Identify every line in the listing below that contains the word "chestnut", and copy each of those lines.
-.-.-
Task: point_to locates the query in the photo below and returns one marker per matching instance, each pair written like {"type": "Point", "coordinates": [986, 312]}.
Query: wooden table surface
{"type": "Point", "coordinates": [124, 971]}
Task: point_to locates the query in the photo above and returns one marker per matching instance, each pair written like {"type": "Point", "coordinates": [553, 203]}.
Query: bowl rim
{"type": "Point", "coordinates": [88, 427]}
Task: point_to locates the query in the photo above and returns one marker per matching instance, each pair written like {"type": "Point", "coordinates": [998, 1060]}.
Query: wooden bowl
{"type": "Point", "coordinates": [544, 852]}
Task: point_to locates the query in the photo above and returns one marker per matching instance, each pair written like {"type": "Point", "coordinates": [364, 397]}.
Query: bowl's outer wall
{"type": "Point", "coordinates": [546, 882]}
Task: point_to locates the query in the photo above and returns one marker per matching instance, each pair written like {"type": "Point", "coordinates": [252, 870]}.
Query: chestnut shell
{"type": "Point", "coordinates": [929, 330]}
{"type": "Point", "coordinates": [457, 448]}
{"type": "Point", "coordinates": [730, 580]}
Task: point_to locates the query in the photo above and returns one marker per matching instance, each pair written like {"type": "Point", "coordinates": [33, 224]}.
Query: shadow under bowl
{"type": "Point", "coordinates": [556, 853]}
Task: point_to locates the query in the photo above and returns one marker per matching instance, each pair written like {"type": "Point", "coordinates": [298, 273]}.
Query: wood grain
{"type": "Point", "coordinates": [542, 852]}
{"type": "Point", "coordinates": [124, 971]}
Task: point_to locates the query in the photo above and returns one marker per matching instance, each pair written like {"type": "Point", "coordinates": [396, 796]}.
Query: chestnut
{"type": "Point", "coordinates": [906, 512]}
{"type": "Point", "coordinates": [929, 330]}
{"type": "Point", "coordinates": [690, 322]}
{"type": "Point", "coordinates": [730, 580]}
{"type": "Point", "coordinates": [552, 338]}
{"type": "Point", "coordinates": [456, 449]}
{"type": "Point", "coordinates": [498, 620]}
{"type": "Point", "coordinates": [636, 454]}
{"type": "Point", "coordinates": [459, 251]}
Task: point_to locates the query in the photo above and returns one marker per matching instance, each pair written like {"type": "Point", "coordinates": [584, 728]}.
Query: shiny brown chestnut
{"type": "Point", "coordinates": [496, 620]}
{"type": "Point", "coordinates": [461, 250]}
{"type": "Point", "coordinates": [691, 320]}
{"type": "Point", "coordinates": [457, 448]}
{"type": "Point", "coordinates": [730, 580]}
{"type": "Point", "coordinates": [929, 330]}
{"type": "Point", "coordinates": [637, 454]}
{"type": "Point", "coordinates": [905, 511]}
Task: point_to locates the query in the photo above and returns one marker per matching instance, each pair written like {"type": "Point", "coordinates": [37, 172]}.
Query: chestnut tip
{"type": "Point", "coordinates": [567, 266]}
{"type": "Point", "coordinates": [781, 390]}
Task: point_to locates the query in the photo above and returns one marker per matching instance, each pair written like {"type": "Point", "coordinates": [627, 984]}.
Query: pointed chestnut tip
-.-.-
→ **Solution**:
Query: chestnut shell
Query: chestnut
Query: shiny brown chestnut
Query: chestnut tip
Query: pointed chestnut tip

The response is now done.